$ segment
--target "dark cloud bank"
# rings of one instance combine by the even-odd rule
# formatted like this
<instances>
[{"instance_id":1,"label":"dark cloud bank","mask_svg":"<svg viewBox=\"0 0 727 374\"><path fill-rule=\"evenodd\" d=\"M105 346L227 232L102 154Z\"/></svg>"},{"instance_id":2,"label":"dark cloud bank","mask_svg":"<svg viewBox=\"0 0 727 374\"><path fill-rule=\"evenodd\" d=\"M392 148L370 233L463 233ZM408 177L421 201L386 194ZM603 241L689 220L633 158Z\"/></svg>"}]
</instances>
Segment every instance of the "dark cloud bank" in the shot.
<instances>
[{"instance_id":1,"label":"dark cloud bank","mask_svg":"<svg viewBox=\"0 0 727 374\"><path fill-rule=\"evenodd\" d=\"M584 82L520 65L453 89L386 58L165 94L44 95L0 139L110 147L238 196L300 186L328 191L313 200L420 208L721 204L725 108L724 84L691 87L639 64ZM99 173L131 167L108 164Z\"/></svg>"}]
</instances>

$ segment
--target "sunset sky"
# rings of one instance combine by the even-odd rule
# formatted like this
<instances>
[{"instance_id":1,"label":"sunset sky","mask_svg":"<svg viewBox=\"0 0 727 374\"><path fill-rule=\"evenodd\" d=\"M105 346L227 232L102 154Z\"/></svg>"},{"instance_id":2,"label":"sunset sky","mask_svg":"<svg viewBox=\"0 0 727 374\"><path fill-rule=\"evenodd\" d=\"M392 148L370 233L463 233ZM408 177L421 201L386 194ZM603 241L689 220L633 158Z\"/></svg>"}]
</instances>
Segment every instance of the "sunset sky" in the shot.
☆ ☆ ☆
What the task asks: Reproduce both entries above word for word, from the first line to the last.

Task result:
$ segment
--target "dark cloud bank"
# rings of one instance combine by the even-odd rule
# formatted like this
<instances>
[{"instance_id":1,"label":"dark cloud bank","mask_svg":"<svg viewBox=\"0 0 727 374\"><path fill-rule=\"evenodd\" d=\"M105 346L227 232L102 154Z\"/></svg>"},{"instance_id":2,"label":"dark cloud bank","mask_svg":"<svg viewBox=\"0 0 727 374\"><path fill-rule=\"evenodd\" d=\"M392 148L370 233L463 233ZM408 177L421 201L386 194ZM603 241L689 220L633 158Z\"/></svg>"}]
</instances>
Segment every instance of the "dark cloud bank" in the shot.
<instances>
[{"instance_id":1,"label":"dark cloud bank","mask_svg":"<svg viewBox=\"0 0 727 374\"><path fill-rule=\"evenodd\" d=\"M584 82L520 65L453 89L386 58L165 94L44 95L0 139L110 147L238 196L300 186L328 191L313 200L420 208L721 204L725 108L724 84L691 87L639 64ZM99 173L131 167L108 164Z\"/></svg>"}]
</instances>

$ segment
--target "sunset sky"
# rings of one instance combine by the even-odd rule
# formatted like this
<instances>
[{"instance_id":1,"label":"sunset sky","mask_svg":"<svg viewBox=\"0 0 727 374\"><path fill-rule=\"evenodd\" d=\"M105 346L227 232L102 154Z\"/></svg>"},{"instance_id":2,"label":"sunset sky","mask_svg":"<svg viewBox=\"0 0 727 374\"><path fill-rule=\"evenodd\" d=\"M392 148L370 233L463 233ZM408 177L421 201L386 194ZM603 241L689 220L633 158Z\"/></svg>"}]
</instances>
Segment every instance of the "sunset sky" in the shot.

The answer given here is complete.